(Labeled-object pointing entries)
## begin

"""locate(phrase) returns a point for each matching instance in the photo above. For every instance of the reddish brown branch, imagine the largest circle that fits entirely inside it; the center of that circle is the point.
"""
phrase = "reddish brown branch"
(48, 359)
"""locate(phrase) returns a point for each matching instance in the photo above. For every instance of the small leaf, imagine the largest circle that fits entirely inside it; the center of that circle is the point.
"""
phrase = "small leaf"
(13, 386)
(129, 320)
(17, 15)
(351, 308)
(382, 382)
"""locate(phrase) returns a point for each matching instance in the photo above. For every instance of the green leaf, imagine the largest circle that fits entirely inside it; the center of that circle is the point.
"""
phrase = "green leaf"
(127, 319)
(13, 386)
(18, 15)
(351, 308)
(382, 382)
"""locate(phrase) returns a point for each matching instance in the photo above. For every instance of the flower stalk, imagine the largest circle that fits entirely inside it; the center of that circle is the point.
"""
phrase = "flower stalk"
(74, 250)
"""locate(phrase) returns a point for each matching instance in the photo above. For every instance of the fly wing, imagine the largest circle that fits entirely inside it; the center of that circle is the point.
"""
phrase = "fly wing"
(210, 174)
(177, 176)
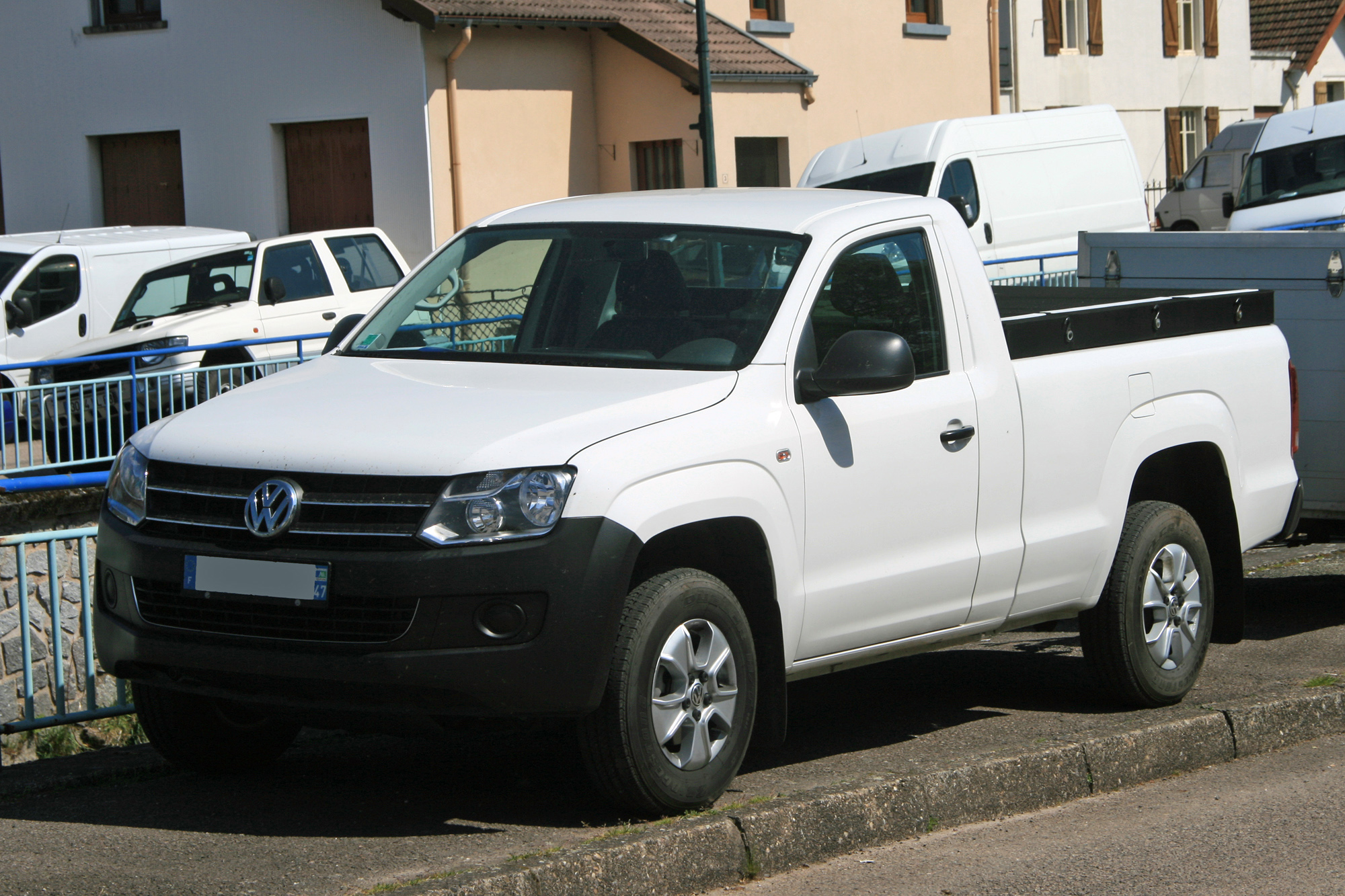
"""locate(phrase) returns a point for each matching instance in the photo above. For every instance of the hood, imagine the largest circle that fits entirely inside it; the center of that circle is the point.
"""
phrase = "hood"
(159, 329)
(428, 417)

## end

Please output every line of the listing above without any changes, leaving out the pictures.

Task output
"""locate(phrase) returns a point for each matching instance in the photo above. For every instance of the reddish brown branch, imagine the largest circle that fits entirely inside it; the center of that circle is the point.
"""
phrase = "reddish brown branch"
(48, 359)
"""locate(phrase) returns a point for each matching instance in the photo above. For every instance of the small leaf, imagine the largest circle that fits entirely inside it; the center of that circle is the point.
"""
phrase = "small leaf"
(13, 386)
(129, 320)
(17, 15)
(351, 308)
(382, 382)
"""locate(phrase) returns a point for each matching instance in the photo above. For every instance of the green leaf, imagine the largest circle that fits entirely inside it; the center of that circle is the point.
"""
phrase = "green leaf"
(127, 319)
(13, 386)
(18, 15)
(351, 308)
(382, 382)
"""locate(phrase) returns a point for each matching instance in the photo above. For every instance of the flower stalk, imagine the largest circle that fits entirely inside it; the center of that circle is the point.
"""
phrase = "flower stalk"
(74, 250)
"""locate(phrase) returns a point for each matching instance in the photo above. For every instance of the fly wing, imagine the largest circle that fits entirely inside it; the center of that circle is the point.
"""
phrase = "fly wing"
(210, 174)
(177, 176)
"""locate(phrase) returns a point for each matching instance in the photo above. For every instance of the hood, imagine the largest circle that fits entirely inside it; the center of that circle is the point.
"""
phrase = "hood"
(159, 329)
(428, 417)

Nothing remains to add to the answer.